■ Written request a ■
Copy the records again from the line containing "point: the beard in this photo" through the end of the records, both ends included, with "grass" changed to "vegetation" and nothing else altered.

[start Excerpt provided]

With some extra knowledge about how to find a pet-friendly rental or negotiate with your landlord, there’s no reason you can’t find a suitable place to live and keep your pet by your side. Here are some tips for finding your ideal pet-friendly rental so you and your furry family can stay together.

Plan ahead

While sometimes life catches us by surprise with a sudden relocation, the more time you have to plan, the more likely you’ll be able to find your ideal pet-friendly rental. Pet-friendly rentals are often in high demand, so it is important to start your search early.

You can also plan ahead in more unconventional ways — for example, by training your pet or passing the Canine Good Citizen test. You’ll put both you and your pet in a position for success with your new landlord and any other tenants if you’re confident that they will be respectful of others (including not jumping on new people) and have a handle on any behavior that may cause them to be loud (such as separation anxiety). A letter of reference from previous landlords regarding your pet’s good behavior and preparing a pet resume can help too.

How to find a pet-friendly apartment

Before you begin your search for a pet-friendly apartment, you should be aware that you may have to be willing to live in a less desirable location if you want to rent a pet-friendly rental. Also, be aware that most leases have pet restrictions, so even if you find an apartment that doesn’t mention a ban on pets in its listing description, it is important to read the lease carefully before signing it.

That said, even if a lease does not allow pets, you may be able to work with the landlord to get an exception. There are also many great pet-friendly apartments out there — you just need to put in the work to find them.

Where can you find pet-friendly rental listings?

There are a number of sources for finding pet-friendly rental listings, including:

  1. Local animal shelters, humane societies, and rescues: Some organizations maintain printed or online listings of pet-friendly landlords, buildings, or even post pet-friendly vacancies on old-fashioned pushpin bulletin boards.

  2. Local businesses: You can look for rental listings in real estate offices and community centers, as well as your local vet’s office, pet boarding facilities, and pet supply stores.

  3. Rental listing websites: Many rental listing websites allow you to search for listings that allow dogs, cats, or both, such as Peoplewithpets.com. Other traditional rental search websites, such as Zillow.com and Trulia.com, have filters for pet-friendly listings. Even if a site doesn’t have a specific filter, however, you can search listings by keywords such as “pet” “dog,” or “cat” in the search box to find listings that may include phrases such as “dogs ok” or “small pet allowed” in the listing description.

[end Excerpt provided]
[start Entries supplied]

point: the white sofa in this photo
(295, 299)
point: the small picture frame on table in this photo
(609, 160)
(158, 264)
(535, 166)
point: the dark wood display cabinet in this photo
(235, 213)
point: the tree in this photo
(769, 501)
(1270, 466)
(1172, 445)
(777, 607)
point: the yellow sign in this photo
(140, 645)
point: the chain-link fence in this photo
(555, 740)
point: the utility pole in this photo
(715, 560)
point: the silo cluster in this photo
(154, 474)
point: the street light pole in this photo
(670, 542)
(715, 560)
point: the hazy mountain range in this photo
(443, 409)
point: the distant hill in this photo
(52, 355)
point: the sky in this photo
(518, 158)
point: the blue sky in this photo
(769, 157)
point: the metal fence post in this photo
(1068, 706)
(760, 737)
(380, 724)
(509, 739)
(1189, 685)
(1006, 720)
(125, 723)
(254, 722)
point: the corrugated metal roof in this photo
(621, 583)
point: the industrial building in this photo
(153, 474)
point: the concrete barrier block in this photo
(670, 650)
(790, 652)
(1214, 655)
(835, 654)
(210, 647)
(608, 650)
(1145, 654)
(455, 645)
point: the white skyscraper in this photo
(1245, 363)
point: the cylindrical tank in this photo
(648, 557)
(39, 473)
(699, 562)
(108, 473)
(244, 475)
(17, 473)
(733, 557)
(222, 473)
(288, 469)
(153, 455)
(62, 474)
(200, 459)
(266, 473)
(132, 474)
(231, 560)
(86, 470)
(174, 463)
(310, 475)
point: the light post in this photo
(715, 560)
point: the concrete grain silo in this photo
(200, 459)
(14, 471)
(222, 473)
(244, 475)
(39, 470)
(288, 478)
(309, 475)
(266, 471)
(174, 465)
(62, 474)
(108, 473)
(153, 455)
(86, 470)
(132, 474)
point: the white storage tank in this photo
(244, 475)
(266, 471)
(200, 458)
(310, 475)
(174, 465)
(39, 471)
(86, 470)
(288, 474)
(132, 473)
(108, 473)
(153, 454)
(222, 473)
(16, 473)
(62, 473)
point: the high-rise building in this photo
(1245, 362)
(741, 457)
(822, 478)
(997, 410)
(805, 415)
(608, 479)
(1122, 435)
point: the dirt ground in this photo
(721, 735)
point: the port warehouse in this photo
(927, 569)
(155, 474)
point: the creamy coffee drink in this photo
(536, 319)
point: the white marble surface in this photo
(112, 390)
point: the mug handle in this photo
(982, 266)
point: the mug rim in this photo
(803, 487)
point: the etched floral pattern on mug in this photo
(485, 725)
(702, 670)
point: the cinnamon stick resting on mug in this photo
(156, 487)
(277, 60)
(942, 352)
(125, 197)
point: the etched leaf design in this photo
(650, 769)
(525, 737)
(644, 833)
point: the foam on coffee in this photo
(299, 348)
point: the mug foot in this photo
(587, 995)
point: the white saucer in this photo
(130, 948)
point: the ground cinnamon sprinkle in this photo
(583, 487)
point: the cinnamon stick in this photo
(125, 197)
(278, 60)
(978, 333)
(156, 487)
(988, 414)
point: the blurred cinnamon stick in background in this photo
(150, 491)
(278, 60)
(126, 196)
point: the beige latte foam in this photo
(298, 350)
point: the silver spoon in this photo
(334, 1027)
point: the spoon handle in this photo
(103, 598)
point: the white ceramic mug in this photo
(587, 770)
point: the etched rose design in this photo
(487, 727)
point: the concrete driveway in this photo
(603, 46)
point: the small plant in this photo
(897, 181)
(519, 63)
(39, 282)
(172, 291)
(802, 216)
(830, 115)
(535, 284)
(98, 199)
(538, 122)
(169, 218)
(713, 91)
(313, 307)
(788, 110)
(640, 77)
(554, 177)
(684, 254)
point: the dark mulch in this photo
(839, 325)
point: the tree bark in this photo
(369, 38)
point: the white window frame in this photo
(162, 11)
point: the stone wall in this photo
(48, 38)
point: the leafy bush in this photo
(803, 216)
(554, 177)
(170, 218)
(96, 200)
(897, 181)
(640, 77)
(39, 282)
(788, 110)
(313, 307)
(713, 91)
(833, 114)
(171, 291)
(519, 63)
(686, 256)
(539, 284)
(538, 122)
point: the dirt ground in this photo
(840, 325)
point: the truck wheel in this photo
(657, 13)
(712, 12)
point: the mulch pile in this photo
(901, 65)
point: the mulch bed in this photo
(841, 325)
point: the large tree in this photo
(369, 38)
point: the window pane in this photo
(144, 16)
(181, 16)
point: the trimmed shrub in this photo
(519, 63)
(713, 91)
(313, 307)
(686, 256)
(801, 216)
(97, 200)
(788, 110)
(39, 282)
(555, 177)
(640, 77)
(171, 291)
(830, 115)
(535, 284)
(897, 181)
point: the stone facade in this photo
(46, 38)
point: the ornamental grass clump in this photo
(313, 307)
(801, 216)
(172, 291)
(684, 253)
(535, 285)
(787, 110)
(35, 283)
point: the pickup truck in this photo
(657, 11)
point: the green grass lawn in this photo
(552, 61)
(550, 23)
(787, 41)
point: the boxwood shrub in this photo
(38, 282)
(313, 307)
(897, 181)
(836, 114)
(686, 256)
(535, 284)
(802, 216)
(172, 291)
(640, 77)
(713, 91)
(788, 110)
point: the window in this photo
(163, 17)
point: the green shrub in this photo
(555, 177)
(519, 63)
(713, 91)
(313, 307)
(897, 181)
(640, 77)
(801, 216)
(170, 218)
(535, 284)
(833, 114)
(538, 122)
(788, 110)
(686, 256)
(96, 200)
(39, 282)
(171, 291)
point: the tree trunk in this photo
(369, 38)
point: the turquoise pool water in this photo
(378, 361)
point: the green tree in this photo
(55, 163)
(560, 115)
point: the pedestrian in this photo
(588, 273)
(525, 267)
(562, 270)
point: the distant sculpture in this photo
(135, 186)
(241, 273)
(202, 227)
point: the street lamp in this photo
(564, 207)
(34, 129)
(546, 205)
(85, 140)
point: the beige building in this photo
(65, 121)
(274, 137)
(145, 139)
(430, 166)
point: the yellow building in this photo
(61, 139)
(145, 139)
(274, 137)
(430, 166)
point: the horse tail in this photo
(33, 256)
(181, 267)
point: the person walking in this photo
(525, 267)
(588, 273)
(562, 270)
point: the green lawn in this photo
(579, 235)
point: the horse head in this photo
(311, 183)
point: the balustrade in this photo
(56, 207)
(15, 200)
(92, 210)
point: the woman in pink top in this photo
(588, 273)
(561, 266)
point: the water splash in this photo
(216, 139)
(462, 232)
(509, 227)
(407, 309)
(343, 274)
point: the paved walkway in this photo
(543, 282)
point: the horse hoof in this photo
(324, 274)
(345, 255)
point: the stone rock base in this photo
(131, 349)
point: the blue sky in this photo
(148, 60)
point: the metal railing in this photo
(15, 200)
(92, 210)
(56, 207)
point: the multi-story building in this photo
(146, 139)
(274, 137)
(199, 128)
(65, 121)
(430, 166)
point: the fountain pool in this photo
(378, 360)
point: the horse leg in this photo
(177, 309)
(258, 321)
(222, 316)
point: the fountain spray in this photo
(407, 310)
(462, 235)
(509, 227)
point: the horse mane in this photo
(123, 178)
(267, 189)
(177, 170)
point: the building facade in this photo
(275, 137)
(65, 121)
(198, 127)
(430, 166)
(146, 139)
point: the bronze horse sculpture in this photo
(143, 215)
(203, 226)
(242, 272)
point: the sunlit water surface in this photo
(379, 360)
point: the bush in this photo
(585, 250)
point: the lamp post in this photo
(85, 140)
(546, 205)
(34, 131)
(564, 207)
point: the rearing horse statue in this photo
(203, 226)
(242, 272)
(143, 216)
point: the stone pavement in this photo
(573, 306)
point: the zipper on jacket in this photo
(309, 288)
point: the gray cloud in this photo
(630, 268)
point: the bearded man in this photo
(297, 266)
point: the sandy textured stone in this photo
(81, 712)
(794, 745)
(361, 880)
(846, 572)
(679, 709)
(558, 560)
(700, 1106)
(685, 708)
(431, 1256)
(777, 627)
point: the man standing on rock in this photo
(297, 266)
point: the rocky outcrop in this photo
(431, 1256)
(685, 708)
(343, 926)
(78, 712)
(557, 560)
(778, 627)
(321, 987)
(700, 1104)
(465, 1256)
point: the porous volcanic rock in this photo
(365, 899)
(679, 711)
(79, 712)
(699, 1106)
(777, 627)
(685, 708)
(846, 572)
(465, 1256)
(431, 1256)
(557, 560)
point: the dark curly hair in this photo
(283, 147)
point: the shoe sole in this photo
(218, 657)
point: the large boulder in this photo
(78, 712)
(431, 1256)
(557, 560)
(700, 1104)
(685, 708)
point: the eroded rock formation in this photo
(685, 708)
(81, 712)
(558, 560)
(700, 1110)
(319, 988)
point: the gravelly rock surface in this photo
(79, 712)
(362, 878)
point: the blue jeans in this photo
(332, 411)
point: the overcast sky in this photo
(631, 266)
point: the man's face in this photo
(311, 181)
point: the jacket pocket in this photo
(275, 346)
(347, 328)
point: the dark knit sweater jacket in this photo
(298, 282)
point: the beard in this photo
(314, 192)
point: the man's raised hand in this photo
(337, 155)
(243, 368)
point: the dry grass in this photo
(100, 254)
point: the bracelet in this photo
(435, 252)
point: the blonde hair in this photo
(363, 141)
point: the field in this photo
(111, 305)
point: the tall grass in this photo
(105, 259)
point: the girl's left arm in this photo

[end Entries supplied]

■ Written request b ■
Answer from the pet-friendly rental tips:
(i) What test does it suggest a dog could pass as a way to plan ahead?
(ii) Which two traditional rental search websites does it name as having filters for pet-friendly listings?
(iii) Besides real estate offices and community centers, what three kinds of local businesses does it list as places to look for rental listings?

■ Final answer a ■
point: the beard in this photo
(314, 192)
point: the man's raised hand in this photo
(337, 155)
(243, 368)
point: the dry vegetation in this photo
(100, 254)
point: the bracelet in this photo
(435, 252)
point: the blonde hair in this photo
(363, 141)
point: the field in this photo
(111, 305)
point: the tall vegetation in this photo
(105, 259)
point: the girl's left arm in this photo

■ Final answer b ■
(i) The Canine Good Citizen test.
(ii) Zillow.com and Trulia.com.
(iii) Your local vet's office, pet boarding facilities, and pet supply stores.